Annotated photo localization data
• • • • •

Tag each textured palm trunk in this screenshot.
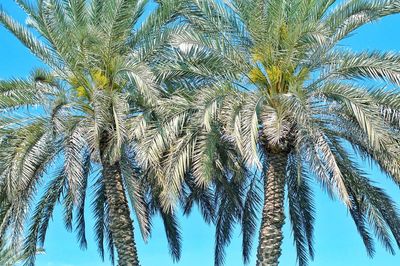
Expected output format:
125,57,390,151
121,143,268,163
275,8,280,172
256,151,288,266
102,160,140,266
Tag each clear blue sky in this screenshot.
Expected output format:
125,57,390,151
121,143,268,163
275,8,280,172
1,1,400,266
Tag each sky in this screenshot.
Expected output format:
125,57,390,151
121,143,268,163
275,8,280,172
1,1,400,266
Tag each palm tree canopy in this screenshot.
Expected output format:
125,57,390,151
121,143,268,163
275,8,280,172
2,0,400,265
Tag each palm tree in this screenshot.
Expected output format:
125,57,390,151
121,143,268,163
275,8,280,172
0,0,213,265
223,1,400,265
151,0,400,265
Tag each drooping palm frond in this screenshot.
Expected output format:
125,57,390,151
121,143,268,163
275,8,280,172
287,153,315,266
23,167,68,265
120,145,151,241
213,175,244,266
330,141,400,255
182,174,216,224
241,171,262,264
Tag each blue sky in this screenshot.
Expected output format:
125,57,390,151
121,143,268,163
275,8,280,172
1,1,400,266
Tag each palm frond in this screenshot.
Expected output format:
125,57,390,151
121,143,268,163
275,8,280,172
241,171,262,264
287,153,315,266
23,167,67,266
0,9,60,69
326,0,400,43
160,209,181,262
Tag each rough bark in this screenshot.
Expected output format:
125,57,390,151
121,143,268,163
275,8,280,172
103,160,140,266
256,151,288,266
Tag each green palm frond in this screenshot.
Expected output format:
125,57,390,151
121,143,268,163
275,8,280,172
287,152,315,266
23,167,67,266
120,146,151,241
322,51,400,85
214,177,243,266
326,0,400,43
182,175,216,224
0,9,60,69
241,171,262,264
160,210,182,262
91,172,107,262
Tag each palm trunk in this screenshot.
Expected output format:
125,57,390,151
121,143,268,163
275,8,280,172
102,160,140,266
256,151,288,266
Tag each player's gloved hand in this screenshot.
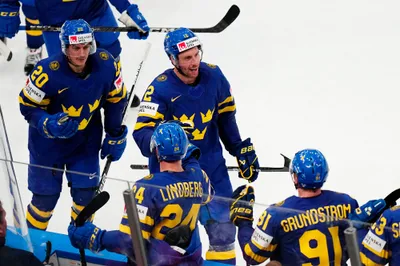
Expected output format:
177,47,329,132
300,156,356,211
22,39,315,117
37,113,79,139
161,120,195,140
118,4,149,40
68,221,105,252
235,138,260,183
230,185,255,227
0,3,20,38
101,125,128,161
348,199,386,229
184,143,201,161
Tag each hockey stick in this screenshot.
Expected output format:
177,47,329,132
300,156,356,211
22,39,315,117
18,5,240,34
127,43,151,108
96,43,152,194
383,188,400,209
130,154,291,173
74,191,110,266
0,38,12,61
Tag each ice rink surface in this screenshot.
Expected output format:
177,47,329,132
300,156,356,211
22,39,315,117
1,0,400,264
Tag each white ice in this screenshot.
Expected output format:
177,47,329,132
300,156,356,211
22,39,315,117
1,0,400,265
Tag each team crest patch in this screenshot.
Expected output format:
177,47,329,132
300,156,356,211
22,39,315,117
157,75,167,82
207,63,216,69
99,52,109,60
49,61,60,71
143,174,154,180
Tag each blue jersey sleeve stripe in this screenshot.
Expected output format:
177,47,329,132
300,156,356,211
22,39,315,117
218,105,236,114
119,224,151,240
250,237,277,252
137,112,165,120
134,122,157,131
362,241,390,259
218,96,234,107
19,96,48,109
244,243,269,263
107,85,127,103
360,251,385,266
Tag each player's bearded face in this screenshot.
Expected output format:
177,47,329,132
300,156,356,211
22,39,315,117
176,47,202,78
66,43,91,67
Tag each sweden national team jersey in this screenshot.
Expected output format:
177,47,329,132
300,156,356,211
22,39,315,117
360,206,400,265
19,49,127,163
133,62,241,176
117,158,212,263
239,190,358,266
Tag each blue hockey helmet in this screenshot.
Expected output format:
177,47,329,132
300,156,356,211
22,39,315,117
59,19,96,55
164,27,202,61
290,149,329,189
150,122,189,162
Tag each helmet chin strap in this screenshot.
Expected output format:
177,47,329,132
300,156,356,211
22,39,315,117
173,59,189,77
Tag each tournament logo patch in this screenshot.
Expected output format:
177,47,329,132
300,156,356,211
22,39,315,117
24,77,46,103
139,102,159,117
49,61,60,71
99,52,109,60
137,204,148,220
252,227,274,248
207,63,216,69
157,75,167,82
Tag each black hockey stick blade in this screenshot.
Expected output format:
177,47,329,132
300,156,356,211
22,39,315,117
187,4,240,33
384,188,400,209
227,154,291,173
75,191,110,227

• • • • •

WORK INSTRUCTION:
Pull out all lines from the entries above in which the word "jersey" appears.

WRITTEN REPLY:
Tag each blue jersey sleeve stripe in this screenshot.
Tag each sweden national team jersey in this screenshot.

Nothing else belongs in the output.